▶ **Work to be completed**:
Transcribe the data below verbatim from the line with "jeans waistband, one" to the line with "point(407, 38)". Include both of those lines.

[Natural-language object grounding data]
══════════════════════════════
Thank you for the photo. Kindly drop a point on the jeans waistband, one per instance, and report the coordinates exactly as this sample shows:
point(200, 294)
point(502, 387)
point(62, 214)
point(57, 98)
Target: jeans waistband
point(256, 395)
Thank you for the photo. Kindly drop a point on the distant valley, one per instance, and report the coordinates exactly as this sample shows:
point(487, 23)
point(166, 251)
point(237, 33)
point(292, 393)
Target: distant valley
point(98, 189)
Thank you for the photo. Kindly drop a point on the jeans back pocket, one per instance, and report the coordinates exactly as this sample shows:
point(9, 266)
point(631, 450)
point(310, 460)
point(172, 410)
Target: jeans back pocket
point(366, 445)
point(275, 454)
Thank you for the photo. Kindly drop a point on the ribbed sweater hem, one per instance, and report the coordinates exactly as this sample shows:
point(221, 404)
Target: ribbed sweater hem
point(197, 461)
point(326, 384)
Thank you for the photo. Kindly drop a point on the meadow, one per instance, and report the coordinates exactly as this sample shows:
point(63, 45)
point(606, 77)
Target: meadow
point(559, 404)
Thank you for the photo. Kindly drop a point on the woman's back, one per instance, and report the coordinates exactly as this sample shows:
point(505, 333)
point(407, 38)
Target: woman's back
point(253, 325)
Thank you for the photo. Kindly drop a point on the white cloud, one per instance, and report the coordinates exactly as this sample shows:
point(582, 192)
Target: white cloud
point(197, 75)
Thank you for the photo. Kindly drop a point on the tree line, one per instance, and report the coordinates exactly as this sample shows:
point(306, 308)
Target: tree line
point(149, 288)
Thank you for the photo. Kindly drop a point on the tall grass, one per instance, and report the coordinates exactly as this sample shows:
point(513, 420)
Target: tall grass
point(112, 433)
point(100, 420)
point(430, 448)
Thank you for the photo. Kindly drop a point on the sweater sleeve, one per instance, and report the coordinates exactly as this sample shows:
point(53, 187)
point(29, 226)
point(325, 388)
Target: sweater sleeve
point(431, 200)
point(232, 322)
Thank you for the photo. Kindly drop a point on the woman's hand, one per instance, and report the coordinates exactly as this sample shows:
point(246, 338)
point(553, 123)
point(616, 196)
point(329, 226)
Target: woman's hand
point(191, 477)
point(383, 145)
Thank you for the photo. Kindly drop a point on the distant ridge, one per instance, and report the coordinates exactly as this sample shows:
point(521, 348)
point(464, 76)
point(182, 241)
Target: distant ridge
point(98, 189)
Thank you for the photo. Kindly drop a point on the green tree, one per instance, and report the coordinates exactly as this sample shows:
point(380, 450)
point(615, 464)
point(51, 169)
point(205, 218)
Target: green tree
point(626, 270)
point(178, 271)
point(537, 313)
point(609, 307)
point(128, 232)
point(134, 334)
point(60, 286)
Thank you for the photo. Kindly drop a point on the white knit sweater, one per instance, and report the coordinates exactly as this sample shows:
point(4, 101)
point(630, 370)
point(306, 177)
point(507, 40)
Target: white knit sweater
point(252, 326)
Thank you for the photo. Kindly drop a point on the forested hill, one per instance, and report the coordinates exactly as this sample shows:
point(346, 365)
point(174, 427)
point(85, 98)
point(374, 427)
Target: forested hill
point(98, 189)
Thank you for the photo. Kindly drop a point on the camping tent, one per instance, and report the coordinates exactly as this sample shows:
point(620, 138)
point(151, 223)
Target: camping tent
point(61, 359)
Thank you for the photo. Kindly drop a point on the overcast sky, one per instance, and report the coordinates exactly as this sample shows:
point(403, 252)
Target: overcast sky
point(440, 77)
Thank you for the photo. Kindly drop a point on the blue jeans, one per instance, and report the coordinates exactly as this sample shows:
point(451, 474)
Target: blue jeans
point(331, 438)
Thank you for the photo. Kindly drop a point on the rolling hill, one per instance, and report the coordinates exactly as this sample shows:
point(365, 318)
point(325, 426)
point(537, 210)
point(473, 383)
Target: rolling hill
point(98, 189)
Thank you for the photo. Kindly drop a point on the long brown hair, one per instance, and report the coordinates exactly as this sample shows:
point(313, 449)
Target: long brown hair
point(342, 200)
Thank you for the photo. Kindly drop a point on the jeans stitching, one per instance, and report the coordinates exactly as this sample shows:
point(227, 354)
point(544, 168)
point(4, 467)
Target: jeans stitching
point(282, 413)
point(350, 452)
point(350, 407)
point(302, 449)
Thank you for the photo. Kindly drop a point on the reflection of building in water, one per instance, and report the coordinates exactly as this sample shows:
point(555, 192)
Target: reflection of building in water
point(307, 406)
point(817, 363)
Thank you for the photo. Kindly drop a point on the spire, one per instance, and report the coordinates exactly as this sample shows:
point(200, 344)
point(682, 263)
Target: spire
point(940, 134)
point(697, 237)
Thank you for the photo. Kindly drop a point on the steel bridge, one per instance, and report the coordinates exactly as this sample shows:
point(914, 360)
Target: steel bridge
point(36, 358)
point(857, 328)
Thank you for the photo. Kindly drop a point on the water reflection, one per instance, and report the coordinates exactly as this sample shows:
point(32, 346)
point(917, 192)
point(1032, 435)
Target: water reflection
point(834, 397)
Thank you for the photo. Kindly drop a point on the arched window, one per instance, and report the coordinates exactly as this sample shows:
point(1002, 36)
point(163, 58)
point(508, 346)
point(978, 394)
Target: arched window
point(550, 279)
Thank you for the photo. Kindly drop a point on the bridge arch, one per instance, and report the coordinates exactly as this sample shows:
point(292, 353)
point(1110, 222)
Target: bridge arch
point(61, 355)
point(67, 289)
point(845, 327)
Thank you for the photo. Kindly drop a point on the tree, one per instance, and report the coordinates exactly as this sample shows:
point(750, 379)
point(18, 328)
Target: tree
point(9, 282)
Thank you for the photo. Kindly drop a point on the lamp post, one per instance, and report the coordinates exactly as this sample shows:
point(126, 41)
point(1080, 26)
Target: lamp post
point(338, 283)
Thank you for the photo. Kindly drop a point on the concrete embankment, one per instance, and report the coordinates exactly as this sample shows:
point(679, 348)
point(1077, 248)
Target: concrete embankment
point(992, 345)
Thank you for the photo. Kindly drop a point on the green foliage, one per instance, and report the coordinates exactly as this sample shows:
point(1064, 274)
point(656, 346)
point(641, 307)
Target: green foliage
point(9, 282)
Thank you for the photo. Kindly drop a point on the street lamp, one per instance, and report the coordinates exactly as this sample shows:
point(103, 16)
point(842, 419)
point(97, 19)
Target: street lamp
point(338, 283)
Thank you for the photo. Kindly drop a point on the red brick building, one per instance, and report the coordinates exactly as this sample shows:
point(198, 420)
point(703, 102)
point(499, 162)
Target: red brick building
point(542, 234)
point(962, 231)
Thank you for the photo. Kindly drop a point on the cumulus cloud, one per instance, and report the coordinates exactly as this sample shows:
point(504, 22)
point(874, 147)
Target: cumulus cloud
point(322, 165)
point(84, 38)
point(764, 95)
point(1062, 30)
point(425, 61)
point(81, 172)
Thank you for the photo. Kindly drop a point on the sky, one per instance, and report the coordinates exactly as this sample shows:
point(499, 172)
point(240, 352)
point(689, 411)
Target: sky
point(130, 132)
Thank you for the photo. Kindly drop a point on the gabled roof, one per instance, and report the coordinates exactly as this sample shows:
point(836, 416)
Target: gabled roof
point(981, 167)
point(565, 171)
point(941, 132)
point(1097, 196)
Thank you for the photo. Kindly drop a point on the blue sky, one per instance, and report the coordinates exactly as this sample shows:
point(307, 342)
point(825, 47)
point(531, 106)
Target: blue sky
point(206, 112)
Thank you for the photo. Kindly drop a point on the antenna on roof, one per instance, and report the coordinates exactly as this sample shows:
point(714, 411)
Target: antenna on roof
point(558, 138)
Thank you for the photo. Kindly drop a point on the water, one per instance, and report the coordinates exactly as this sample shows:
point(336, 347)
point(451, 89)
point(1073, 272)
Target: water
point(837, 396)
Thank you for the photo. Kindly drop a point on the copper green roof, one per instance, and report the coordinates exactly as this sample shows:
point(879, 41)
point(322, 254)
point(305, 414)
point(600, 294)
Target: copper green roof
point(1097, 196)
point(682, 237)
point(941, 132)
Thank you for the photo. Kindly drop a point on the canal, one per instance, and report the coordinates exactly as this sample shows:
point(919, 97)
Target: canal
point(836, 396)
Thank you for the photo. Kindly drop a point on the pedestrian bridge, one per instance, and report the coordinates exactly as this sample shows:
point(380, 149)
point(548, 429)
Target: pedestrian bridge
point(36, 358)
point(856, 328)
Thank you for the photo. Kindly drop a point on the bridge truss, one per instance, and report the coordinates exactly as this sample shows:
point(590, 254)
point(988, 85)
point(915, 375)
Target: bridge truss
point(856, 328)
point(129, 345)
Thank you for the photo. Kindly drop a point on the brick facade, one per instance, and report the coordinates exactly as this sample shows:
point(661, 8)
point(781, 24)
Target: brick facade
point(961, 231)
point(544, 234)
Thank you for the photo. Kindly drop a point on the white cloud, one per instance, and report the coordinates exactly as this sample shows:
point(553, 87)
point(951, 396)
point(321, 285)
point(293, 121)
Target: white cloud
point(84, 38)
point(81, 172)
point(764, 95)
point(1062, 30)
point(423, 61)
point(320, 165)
══════════════════════════════
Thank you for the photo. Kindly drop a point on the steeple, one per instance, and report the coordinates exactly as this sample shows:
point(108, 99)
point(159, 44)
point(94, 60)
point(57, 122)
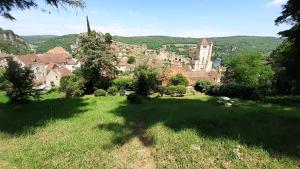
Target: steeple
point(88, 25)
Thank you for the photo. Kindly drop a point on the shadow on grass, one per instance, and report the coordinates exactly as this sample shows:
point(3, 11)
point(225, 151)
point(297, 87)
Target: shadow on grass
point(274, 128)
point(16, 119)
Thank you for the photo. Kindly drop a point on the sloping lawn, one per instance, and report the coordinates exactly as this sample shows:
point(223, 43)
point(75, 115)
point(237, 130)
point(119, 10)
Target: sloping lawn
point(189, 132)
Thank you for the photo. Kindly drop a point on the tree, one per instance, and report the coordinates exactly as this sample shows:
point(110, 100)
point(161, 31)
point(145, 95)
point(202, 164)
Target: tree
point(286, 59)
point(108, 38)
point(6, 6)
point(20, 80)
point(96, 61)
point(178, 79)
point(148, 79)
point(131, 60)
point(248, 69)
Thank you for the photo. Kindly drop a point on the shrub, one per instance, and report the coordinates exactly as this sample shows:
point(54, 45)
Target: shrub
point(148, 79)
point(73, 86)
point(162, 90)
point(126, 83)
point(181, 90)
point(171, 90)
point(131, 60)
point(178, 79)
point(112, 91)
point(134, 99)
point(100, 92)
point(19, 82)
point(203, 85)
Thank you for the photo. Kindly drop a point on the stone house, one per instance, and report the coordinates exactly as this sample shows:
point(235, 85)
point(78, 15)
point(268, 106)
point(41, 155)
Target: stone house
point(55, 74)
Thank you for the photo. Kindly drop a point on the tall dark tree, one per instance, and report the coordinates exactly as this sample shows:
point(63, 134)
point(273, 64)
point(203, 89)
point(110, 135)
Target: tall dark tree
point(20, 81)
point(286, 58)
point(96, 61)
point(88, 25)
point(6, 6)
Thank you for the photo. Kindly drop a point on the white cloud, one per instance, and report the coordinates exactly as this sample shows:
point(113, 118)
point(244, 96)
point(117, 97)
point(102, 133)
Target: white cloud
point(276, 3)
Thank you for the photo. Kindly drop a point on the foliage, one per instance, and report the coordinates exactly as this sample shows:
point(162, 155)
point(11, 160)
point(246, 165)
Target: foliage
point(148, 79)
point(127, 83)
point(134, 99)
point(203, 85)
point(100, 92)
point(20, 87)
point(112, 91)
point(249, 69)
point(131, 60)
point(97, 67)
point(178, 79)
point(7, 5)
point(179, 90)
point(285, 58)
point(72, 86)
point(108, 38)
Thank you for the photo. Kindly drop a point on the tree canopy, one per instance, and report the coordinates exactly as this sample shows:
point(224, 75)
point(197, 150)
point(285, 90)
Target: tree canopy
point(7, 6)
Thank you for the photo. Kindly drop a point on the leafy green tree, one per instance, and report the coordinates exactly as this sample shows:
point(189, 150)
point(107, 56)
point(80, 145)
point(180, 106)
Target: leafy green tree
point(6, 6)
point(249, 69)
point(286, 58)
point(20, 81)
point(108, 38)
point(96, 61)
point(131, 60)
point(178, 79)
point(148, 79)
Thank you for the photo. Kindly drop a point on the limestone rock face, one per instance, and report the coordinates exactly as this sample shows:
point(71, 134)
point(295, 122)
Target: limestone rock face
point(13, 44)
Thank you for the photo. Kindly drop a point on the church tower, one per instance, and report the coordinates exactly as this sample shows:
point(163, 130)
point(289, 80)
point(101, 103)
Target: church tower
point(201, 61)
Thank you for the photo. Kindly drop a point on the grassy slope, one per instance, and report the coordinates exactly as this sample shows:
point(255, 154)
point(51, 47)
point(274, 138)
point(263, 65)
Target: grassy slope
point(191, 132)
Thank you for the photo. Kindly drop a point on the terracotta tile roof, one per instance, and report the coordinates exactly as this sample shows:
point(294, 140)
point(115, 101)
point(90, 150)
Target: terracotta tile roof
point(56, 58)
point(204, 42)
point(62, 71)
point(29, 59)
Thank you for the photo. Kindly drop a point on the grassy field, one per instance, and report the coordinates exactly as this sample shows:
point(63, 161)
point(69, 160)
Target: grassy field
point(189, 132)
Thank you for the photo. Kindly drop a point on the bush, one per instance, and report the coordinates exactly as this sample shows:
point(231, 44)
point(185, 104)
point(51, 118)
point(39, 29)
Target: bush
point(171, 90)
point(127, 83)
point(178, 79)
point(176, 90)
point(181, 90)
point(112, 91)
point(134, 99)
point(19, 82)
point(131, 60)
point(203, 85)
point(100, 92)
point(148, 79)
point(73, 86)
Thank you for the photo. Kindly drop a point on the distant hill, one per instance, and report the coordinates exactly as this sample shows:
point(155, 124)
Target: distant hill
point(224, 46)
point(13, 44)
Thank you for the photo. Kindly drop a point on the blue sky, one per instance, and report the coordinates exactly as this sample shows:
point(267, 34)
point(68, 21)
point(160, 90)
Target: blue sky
══════════════════════════════
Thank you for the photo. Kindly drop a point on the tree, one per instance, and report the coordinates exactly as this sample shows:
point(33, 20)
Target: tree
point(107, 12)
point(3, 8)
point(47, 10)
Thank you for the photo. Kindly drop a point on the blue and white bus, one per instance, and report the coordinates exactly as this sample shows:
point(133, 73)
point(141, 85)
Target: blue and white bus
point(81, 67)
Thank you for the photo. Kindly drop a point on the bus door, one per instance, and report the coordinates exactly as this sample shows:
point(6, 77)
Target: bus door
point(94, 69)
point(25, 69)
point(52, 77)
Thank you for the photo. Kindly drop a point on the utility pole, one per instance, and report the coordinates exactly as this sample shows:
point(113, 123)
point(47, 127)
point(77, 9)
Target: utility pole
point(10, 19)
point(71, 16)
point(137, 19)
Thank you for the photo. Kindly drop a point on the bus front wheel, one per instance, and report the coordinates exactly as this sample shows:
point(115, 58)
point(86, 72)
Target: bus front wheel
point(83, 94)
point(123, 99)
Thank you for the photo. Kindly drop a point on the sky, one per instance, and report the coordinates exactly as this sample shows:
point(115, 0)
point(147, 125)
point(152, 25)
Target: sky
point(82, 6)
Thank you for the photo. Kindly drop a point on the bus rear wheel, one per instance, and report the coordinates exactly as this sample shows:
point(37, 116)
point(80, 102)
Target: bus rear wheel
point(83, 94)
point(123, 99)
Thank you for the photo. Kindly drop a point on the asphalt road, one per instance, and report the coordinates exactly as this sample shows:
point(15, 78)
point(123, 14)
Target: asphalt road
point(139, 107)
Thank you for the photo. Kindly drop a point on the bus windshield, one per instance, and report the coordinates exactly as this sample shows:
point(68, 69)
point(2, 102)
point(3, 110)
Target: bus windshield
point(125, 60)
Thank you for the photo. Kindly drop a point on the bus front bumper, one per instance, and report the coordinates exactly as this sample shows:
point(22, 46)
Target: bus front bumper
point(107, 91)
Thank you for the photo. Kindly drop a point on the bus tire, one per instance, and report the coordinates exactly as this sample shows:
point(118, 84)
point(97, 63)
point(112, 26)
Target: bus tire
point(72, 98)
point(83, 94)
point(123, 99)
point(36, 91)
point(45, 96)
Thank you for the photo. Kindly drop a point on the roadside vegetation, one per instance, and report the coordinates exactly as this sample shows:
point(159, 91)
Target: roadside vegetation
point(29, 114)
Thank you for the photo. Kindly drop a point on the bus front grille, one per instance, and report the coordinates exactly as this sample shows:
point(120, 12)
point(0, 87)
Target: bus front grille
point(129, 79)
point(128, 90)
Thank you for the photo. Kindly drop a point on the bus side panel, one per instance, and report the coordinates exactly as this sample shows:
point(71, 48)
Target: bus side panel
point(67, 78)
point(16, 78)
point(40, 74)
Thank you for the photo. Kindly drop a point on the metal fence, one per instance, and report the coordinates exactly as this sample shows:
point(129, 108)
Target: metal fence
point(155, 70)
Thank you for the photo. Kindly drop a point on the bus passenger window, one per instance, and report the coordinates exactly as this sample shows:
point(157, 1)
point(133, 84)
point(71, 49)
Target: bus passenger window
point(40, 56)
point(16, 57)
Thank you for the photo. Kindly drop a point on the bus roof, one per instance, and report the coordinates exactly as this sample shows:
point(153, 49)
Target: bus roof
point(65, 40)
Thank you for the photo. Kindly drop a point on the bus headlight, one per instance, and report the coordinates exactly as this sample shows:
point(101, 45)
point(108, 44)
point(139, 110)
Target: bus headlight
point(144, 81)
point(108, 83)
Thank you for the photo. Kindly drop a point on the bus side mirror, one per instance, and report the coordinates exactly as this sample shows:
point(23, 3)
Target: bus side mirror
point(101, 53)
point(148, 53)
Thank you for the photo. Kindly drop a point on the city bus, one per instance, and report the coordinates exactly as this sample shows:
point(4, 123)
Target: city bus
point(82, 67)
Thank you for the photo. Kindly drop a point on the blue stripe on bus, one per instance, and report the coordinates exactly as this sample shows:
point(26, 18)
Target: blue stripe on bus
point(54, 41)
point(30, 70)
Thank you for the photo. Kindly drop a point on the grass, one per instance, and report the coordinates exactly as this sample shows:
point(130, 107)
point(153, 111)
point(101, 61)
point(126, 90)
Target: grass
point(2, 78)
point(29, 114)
══════════════════════════════
▶ **Answer area**:
Thank you for the photo. Kindly drop a point on the jeans waistband, one per instance, and report the coordinates exactly as this sample shows:
point(200, 294)
point(502, 387)
point(62, 214)
point(57, 98)
Target: jeans waistband
point(256, 395)
Thank you for the photo. Kindly drop a point on the distant valley, one per instance, and report the coordinates exactly as this sample shows:
point(487, 23)
point(166, 251)
point(237, 33)
point(292, 393)
Target: distant valley
point(98, 189)
Thank you for the photo. Kindly drop a point on the jeans back pocket, one per instance, and report the coordinates exactly as this sample shows:
point(9, 266)
point(631, 450)
point(310, 460)
point(172, 410)
Target: jeans back pocket
point(366, 445)
point(275, 454)
Thank you for the photo. Kindly drop a point on the ribbed sweater hem, one per instance, and report the coordinates exactly as this sample shows:
point(221, 404)
Target: ribbed sweater hem
point(197, 461)
point(326, 384)
Thank you for the photo. Kindly drop a point on the meadow, one per instance, and report the coordinates exactly as this sample shows:
point(63, 45)
point(606, 77)
Target: meadow
point(559, 404)
Thank you for the photo. Kindly drop a point on the woman's back, one per instance, and report the coordinates exactly as this sample shows:
point(505, 333)
point(407, 38)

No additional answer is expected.